Required action: Your task is to copy the listing exactly, with the pictures left out.

Material for this exercise Start Marker

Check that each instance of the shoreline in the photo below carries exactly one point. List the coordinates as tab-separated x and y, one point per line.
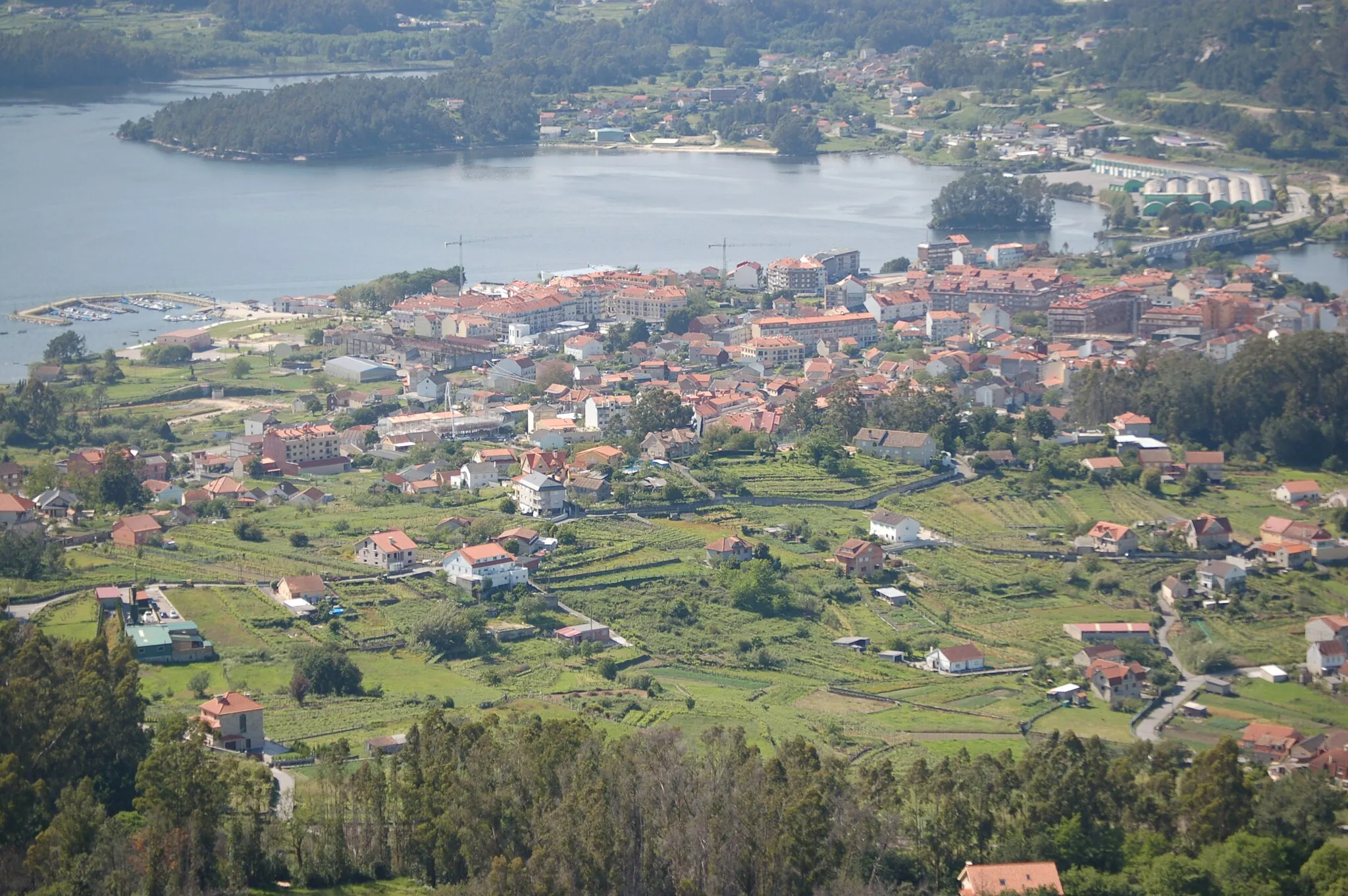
240	155
37	314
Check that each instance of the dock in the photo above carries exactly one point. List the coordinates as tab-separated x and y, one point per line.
42	313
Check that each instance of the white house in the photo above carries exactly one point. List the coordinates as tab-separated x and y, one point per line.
391	550
963	658
1297	491
583	347
894	527
234	721
538	495
488	564
1220	576
473	476
1004	255
747	276
1324	658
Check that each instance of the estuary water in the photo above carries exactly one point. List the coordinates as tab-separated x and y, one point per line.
86	213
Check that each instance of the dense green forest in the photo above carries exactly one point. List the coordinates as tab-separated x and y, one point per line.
986	200
1285	398
60	57
348	116
382	293
510	803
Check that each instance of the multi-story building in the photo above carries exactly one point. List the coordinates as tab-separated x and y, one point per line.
1116	682
902	305
538	495
773	351
859	557
391	550
312	448
936	257
194	340
490	565
602	409
809	330
912	448
234	721
797	275
1101	311
1004	255
640	303
1026	289
943	325
839	263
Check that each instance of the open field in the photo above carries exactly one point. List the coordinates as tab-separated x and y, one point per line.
785	478
713	663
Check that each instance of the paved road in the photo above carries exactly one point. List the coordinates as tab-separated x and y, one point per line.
29	610
1149	730
286	802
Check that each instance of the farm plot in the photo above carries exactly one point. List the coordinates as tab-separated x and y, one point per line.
238	620
74	620
779	478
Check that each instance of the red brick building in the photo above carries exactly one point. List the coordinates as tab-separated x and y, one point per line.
859	557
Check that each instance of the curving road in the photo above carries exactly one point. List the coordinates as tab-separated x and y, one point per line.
1149	728
286	787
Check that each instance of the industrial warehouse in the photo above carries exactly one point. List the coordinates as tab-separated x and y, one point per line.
1206	190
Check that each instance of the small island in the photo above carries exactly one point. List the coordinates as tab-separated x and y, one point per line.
348	116
987	200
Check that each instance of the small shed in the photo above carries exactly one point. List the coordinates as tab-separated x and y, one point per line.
1272	674
1218	686
387	744
894	596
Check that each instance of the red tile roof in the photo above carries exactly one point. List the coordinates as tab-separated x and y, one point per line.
1017	878
228	704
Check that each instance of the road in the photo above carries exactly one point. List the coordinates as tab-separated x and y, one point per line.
29	610
1149	730
286	801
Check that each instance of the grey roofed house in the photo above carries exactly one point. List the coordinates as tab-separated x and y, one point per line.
353	370
889	518
540	483
387	744
55	500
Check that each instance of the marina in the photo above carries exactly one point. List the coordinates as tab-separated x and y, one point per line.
84	309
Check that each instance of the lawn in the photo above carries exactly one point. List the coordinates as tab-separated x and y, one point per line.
76	619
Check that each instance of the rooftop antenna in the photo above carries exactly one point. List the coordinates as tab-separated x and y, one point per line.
725	244
461	241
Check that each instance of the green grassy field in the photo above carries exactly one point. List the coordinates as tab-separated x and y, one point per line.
76	619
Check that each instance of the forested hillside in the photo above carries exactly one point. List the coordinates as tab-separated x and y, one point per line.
351	116
63	57
1286	398
525	806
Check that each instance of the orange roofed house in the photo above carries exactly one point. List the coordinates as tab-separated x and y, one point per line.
989	880
392	550
859	557
234	721
1112	538
1270	741
131	531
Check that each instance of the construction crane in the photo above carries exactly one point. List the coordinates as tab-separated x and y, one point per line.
461	241
725	244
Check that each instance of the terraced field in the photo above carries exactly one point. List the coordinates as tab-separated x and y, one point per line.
781	478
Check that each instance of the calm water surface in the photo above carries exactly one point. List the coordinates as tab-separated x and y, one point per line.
86	213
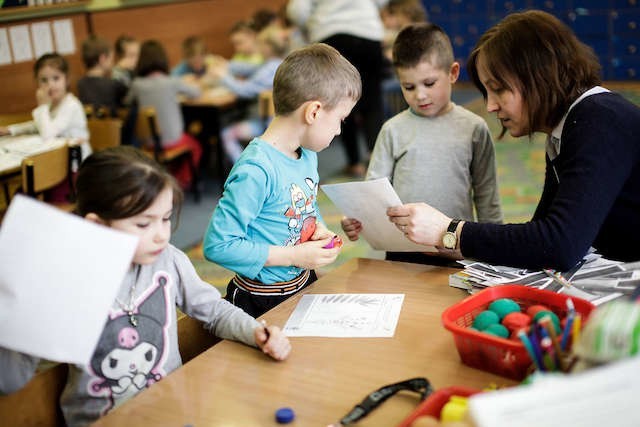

Material for this exercise End Marker

Output of the task:
Check that each instance of the shoreline in the photo below carries exactly one point. List the coordinates as tab-separated x and y, one point per line.
240	155
37	314
Check that each instance of the dock in the photo above carries exactly one point. List the coordinates as tab-separated x and y, one point per line.
42	313
Check that each instance of the white house in the photo above carries exactly one point. List the coordinates as tab-separated x and y, one point per line.
391	550
963	658
1297	491
583	347
894	527
234	721
538	495
488	564
1220	576
473	476
1004	255
747	276
1324	658
Check that each instance of the estuary water in the photo above carries exactly one point. List the coordinates as tab-separated x and y, one point per line.
86	213
Check that each instance of the dense green forest in the photo above carries exactly one point. List the coordinates as tab-separated x and y, one point per line.
986	200
1285	398
60	57
348	116
382	293
510	803
Check that each instance of the multi-story building in the photo above carries exactly one point. List the coordinates as tab-separated x and y, one point per line.
1116	682
902	305
538	495
773	351
859	557
391	550
312	448
936	257
194	340
490	565
602	409
809	330
912	448
234	721
797	275
1101	311
1004	255
640	303
1026	289
943	325
839	263
Check that each instance of the open field in the photo above carries exactly one point. List the coordinates as tab-separated x and y, one point per line.
785	478
713	663
Check that each instance of the paved road in the photo above carries exactly one point. List the coordinates as tab-separated x and y, one point per line.
29	610
1149	730
286	802
Check that each instance of the farm plot in the photo above carries exactly one point. List the coordinates as tab-separated x and y, one point per line.
238	620
74	620
779	478
Check that each instance of the red brick building in the photo above carries exactly one point. List the coordinates as tab-separated x and y, one point per line.
859	557
Check that each instance of the curving road in the photo above carries exactly one point. List the coordinates as tab-separated x and y, one point per line.
1149	728
286	787
Check that each instance of the industrial warehouse in the photo above carries exactly one point. List the coordinates as tab-separated x and y, one point per line.
1206	190
Check that each instance of the small island in the photo above carries exactly one point. List the coordinates as tab-separated x and y, one point per line.
348	116
987	200
Check that each instance of the small shed in the photo above carries exactly one point. List the coordinates as tab-separated x and y, one point per line.
1272	674
1218	686
387	744
894	596
Check that each instance of the red tile roof in the photo above carries exactly one point. List the coordinates as tab-separated x and y, one point per line.
1017	878
228	704
Check that each instance of the road in the photo above carries exactly one point. List the coordinates as tab-separated x and y, one point per line.
29	610
1149	730
286	801
Check that each instance of the grey roofed house in the photo above carries exactly one point. List the coordinates as tab-separated x and y, one point per line.
353	370
889	518
540	483
387	744
55	500
Check that each instance of the marina in the photo above carries exactly one point. List the coordinates as tab-separated x and y, one point per line.
84	309
Check that each instance of the lawn in the photo above carries exactly one point. List the coordinates as tab-separated x and y, one point per line.
76	619
Check that each instance of the rooftop antenna in the photo above carries exactly one point. List the coordinates as tab-separated x and y, one point per line.
725	244
461	241
Check that each instance of the green grassy field in the photo above carries exactly one point. List the coordinates as tab-separated x and y, one point per line.
76	619
Check that each instance of the forested hillside in the photo above carries exactly one point. List the coordinates as tab-separated x and y, one point per line.
351	116
63	57
1286	398
525	806
Check that each instance of the orange roofed house in the photo above carries exactly one point. List the coordinates as tab-separated x and y, one point per line.
989	880
392	550
859	557
234	721
1112	538
1270	741
131	531
Check that each instance of the construction crane in the photo above carries exactly one point. List the coordinates as tab-separated x and y, one point per line.
461	241
725	244
Check that each instance of the terraced field in the photo above carries exactly one point. List the coordinates as tab-separated x and y, one point per line.
781	478
Check that each instance of the calm water surface in the photo above carries exactly one point. List the coordinates as tab-separated x and y, one point per line.
86	213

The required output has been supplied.